=== RAW RECORDS ===

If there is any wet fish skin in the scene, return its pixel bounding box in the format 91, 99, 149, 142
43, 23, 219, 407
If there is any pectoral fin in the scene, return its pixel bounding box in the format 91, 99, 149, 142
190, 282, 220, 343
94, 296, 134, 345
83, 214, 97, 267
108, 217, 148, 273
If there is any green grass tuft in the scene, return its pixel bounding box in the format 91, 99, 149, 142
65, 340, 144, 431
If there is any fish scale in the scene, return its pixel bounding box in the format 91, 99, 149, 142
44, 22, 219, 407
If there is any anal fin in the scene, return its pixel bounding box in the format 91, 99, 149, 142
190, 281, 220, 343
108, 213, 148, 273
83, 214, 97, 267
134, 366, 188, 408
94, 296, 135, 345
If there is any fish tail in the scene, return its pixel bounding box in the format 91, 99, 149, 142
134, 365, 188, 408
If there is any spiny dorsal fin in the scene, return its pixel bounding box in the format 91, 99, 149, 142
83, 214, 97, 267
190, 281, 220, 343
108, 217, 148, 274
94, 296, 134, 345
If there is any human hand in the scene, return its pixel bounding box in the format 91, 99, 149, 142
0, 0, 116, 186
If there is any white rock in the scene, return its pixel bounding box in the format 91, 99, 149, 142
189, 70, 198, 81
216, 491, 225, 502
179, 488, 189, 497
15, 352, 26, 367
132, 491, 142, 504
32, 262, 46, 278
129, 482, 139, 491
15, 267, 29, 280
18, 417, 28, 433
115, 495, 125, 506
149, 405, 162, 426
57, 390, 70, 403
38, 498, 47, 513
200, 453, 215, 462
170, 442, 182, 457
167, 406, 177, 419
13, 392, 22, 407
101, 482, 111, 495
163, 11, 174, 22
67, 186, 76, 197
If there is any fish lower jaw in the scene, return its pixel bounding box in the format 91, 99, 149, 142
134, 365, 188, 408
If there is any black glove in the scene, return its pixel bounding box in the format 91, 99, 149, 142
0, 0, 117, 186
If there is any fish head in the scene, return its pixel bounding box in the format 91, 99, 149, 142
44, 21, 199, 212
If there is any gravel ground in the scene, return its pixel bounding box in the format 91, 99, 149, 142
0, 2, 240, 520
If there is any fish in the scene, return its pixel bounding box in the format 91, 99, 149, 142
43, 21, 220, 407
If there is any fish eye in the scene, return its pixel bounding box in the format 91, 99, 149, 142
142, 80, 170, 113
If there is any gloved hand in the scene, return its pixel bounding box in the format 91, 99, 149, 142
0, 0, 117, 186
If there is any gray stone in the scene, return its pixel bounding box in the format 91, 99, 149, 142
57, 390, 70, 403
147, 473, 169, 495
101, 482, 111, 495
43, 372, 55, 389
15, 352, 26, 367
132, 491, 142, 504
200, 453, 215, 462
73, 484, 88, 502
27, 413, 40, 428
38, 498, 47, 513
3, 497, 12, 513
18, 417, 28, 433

===

# REQUIREMENTS
Raise every bounding-box coordinate in the answers by 121, and rewrite the part of the lines that opens with the line containing "If there is any gray" and runs through the last line, requests included. Leave the requests and their format sample unchanged.

# SOLUTION TO THE EXERCISE
If there is any gray stone in the scene, return its pixel bounding box in the format 91, 99, 149, 142
178, 511, 191, 524
268, 594, 290, 616
222, 603, 232, 616
164, 493, 176, 510
136, 473, 147, 488
253, 612, 263, 625
321, 574, 336, 583
194, 605, 209, 623
148, 534, 161, 549
159, 619, 168, 634
124, 618, 133, 634
139, 538, 149, 554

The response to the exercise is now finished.